**Provided records**

◆ ◆ ◆ ◆ ◆ ◆ ◆

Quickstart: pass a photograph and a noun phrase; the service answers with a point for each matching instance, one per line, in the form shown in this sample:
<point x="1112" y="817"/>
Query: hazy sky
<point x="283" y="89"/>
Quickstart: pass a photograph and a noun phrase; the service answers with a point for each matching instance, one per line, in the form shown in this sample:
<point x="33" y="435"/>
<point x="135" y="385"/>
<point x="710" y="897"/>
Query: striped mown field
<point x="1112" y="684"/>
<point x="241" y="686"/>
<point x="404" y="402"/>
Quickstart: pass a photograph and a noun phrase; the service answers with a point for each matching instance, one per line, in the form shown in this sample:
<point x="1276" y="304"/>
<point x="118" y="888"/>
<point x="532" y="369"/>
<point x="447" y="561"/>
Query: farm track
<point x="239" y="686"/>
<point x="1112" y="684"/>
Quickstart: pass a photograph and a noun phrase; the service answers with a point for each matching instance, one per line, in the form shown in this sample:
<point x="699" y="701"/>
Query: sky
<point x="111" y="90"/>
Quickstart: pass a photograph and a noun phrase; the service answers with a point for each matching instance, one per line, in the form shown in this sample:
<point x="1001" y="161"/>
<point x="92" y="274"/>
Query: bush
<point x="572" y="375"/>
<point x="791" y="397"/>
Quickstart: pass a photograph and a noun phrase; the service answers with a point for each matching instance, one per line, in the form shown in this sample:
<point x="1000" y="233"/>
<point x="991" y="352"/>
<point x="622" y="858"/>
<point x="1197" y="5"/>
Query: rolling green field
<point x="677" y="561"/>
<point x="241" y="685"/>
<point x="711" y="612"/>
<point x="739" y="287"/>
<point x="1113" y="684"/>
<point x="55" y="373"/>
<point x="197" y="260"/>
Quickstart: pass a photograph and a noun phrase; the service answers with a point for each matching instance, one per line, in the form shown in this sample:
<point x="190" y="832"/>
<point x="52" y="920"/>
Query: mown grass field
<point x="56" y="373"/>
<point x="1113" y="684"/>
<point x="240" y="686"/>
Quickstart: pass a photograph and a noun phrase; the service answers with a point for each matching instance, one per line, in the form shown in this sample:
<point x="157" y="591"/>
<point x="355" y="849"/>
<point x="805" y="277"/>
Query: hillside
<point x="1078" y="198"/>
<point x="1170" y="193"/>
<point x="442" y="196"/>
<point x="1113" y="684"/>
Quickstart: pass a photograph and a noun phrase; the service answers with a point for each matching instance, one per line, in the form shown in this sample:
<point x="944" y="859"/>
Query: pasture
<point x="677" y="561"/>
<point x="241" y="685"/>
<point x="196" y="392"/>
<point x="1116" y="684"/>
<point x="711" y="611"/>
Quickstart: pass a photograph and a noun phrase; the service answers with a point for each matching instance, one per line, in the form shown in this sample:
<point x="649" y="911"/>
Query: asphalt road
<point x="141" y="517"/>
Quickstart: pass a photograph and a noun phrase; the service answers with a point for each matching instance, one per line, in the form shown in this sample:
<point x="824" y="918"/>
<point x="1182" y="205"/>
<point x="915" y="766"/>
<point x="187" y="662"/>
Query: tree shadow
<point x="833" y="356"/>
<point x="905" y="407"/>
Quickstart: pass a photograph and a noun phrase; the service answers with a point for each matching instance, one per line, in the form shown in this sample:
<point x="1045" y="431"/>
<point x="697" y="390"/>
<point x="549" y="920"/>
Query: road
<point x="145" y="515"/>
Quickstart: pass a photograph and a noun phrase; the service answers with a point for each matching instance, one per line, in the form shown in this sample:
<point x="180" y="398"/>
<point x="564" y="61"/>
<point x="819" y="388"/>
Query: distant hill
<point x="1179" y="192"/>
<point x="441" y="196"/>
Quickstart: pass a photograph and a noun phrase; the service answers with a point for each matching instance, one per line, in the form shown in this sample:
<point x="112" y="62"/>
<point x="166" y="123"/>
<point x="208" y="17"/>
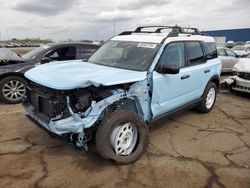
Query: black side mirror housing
<point x="168" y="69"/>
<point x="45" y="60"/>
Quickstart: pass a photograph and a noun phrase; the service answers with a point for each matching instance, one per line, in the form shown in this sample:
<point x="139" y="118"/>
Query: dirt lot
<point x="189" y="150"/>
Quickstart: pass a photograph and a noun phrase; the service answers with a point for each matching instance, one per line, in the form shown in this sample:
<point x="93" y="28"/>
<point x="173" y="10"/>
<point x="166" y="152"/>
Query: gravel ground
<point x="188" y="150"/>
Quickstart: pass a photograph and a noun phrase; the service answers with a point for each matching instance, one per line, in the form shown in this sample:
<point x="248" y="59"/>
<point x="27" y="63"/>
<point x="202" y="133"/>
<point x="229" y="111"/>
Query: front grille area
<point x="243" y="75"/>
<point x="45" y="102"/>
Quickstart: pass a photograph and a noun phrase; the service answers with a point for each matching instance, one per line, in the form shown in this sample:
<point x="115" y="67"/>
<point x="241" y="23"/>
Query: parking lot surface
<point x="188" y="150"/>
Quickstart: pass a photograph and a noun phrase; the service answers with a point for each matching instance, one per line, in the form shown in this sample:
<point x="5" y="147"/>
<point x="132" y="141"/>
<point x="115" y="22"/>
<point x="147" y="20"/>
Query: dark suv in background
<point x="12" y="81"/>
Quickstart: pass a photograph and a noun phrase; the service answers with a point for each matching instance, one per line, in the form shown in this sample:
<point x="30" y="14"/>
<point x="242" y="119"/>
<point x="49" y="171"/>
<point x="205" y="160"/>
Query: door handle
<point x="207" y="71"/>
<point x="185" y="77"/>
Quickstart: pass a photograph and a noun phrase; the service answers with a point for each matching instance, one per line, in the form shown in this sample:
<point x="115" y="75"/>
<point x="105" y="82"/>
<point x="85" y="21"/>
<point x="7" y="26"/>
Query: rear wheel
<point x="208" y="98"/>
<point x="12" y="89"/>
<point x="122" y="136"/>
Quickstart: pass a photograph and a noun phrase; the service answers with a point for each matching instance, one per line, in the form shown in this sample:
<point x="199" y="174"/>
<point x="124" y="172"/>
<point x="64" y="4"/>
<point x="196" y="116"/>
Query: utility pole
<point x="114" y="26"/>
<point x="7" y="32"/>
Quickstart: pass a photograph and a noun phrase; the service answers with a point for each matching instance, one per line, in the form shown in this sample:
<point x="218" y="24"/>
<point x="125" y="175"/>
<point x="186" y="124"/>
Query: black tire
<point x="109" y="123"/>
<point x="3" y="83"/>
<point x="203" y="107"/>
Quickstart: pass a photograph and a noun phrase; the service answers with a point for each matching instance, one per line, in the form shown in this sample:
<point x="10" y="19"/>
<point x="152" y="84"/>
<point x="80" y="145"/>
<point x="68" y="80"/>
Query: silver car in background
<point x="228" y="59"/>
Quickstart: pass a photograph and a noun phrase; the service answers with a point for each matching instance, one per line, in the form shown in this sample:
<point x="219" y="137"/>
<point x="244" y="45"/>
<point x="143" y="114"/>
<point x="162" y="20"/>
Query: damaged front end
<point x="74" y="113"/>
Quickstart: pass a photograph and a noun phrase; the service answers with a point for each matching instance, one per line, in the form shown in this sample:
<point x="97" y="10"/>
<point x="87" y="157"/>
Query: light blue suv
<point x="133" y="79"/>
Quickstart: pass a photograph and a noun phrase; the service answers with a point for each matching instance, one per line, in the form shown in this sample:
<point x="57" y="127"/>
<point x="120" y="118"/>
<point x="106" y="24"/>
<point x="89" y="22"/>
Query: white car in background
<point x="242" y="50"/>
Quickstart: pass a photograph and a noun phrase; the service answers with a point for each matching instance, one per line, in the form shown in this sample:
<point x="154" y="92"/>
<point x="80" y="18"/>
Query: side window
<point x="173" y="54"/>
<point x="85" y="51"/>
<point x="195" y="53"/>
<point x="221" y="52"/>
<point x="63" y="54"/>
<point x="213" y="49"/>
<point x="231" y="53"/>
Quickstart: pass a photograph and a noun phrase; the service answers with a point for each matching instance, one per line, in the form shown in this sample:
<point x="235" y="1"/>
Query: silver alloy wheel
<point x="13" y="90"/>
<point x="210" y="98"/>
<point x="124" y="138"/>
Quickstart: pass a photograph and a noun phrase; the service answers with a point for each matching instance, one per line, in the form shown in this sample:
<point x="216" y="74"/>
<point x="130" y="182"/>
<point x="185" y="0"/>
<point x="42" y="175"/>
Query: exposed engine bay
<point x="59" y="109"/>
<point x="49" y="103"/>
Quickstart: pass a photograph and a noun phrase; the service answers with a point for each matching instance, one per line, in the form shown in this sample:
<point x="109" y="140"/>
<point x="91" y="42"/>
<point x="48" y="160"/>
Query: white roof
<point x="139" y="38"/>
<point x="158" y="37"/>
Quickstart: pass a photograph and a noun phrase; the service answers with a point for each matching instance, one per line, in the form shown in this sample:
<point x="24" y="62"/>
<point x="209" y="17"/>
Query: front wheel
<point x="122" y="136"/>
<point x="12" y="89"/>
<point x="208" y="98"/>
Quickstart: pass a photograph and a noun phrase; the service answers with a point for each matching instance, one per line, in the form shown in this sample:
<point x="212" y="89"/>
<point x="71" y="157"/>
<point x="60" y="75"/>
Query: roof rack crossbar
<point x="175" y="30"/>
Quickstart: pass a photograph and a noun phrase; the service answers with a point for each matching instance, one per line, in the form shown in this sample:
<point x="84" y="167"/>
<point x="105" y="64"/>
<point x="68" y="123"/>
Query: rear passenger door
<point x="173" y="91"/>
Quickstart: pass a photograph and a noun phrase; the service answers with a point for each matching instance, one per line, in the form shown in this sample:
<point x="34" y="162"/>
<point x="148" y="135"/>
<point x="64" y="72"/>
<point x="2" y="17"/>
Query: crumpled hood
<point x="243" y="65"/>
<point x="78" y="74"/>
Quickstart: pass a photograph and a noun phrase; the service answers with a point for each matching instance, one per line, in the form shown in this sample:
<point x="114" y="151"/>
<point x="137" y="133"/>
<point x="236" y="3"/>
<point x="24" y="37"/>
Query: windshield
<point x="126" y="55"/>
<point x="34" y="53"/>
<point x="239" y="48"/>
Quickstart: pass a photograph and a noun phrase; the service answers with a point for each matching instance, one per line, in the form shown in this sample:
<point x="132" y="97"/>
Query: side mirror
<point x="168" y="69"/>
<point x="45" y="60"/>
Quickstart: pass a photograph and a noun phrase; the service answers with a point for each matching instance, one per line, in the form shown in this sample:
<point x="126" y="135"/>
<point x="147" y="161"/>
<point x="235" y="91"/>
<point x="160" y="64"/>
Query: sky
<point x="101" y="19"/>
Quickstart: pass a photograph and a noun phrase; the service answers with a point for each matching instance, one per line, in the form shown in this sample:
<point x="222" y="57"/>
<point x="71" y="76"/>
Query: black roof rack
<point x="175" y="30"/>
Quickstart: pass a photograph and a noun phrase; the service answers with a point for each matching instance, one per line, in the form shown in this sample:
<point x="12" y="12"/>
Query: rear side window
<point x="213" y="49"/>
<point x="173" y="54"/>
<point x="194" y="53"/>
<point x="231" y="53"/>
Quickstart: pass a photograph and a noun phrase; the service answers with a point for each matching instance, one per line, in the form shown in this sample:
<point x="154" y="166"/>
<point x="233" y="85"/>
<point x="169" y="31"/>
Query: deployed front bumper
<point x="56" y="125"/>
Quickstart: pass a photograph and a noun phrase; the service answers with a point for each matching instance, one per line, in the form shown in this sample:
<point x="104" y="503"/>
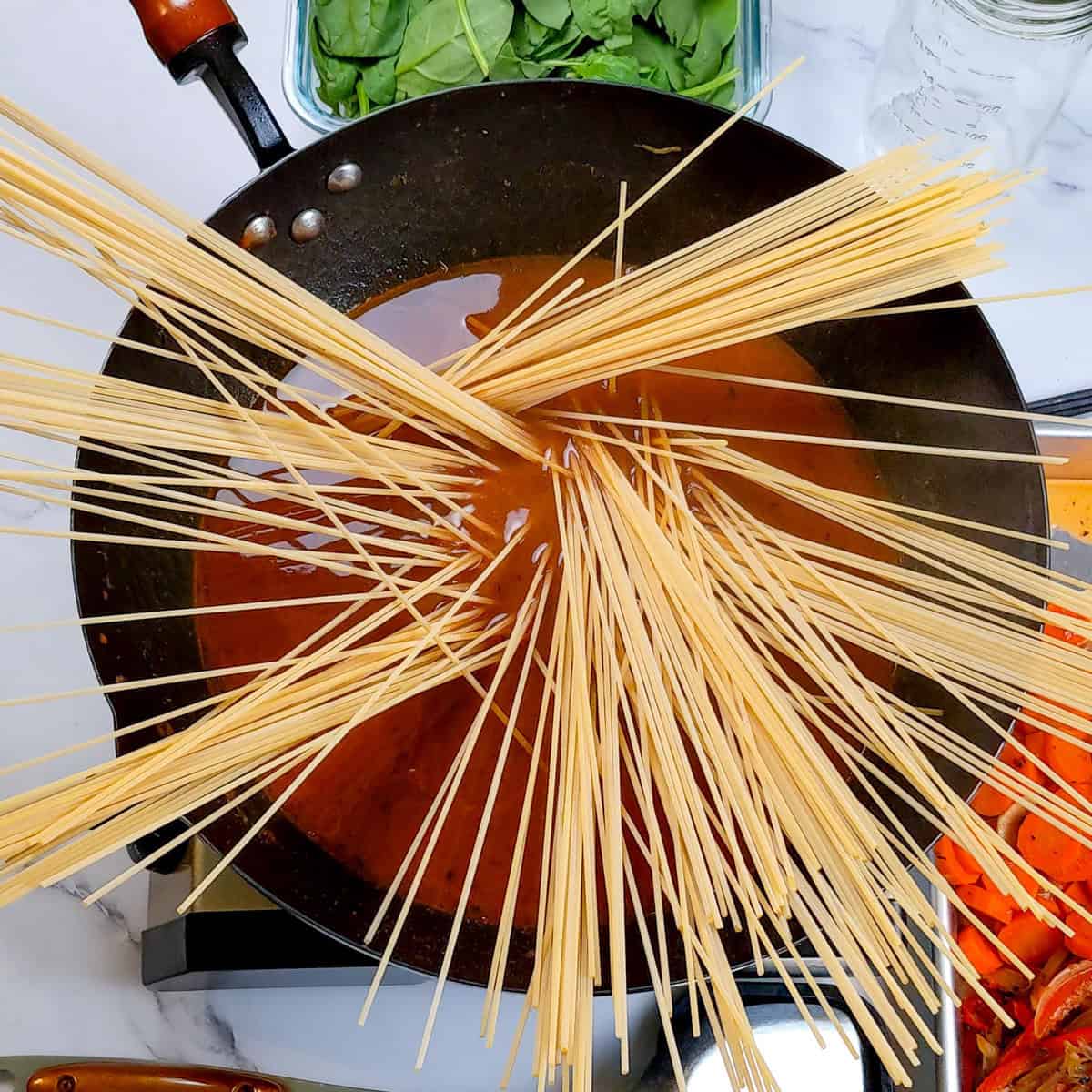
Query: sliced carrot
<point x="1030" y="939"/>
<point x="1053" y="852"/>
<point x="1068" y="760"/>
<point x="1036" y="742"/>
<point x="1079" y="893"/>
<point x="988" y="904"/>
<point x="966" y="860"/>
<point x="989" y="802"/>
<point x="951" y="866"/>
<point x="978" y="950"/>
<point x="1024" y="878"/>
<point x="1079" y="925"/>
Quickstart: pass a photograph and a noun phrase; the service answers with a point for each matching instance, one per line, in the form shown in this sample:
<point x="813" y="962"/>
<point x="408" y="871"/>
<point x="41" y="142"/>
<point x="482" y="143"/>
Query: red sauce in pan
<point x="365" y="804"/>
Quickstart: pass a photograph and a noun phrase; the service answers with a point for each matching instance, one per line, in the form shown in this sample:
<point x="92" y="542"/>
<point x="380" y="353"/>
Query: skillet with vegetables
<point x="1049" y="1046"/>
<point x="372" y="53"/>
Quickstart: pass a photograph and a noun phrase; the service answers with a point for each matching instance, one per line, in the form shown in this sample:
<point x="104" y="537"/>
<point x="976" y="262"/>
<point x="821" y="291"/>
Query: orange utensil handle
<point x="174" y="25"/>
<point x="145" y="1077"/>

◆ ◆ ◆ ◆ ◆ ◆ ◆

**To be done**
Pull out every line of the entries above that contains the string "door". Case counts.

**Response to this task**
Query: door handle
Query: rear passenger door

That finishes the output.